*Exercise task*. Duplicate the items between the line holding "boxsearch older man" and the line holding "[707,324,753,438]", inclusive.

(Excerpts of labeled region data)
========================================

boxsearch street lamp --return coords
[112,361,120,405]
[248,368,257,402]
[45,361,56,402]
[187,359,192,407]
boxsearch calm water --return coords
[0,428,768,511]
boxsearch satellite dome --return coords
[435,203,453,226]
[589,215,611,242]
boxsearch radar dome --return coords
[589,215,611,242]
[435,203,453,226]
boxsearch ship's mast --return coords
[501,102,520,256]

========================================

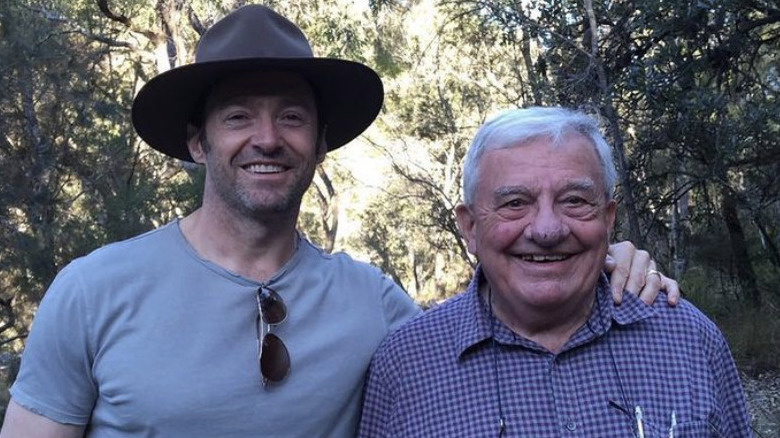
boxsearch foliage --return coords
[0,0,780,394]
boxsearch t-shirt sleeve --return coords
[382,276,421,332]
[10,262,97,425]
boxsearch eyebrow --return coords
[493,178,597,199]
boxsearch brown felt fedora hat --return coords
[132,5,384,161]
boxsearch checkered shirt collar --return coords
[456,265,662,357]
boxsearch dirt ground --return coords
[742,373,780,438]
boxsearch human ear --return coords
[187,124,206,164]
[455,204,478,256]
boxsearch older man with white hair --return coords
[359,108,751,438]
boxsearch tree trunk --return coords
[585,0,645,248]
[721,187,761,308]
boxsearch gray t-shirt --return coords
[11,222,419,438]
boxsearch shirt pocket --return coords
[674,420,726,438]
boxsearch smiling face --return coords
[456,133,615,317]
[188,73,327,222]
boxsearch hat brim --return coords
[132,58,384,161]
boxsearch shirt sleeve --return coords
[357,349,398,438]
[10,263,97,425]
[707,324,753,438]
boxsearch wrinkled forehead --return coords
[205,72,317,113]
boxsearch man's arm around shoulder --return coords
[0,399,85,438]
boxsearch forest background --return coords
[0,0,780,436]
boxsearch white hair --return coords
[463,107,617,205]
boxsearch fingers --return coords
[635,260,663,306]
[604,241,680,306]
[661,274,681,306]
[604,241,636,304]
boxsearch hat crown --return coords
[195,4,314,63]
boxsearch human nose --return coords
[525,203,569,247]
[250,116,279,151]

========================================

*Solution for this task*.
boxsearch older man with white hair --return coords
[359,108,751,438]
boxsearch tree trunk --return coords
[585,0,645,248]
[721,187,761,308]
boxsearch gray t-shirt --return coords
[11,222,419,438]
boxsearch shirt pocket --return coords
[674,420,726,438]
boxsearch smiling face --return coords
[456,133,615,317]
[188,73,327,222]
boxsearch hat brim --return coords
[132,58,384,161]
boxsearch shirt sleeve --return coords
[357,349,398,438]
[10,263,97,425]
[707,324,753,438]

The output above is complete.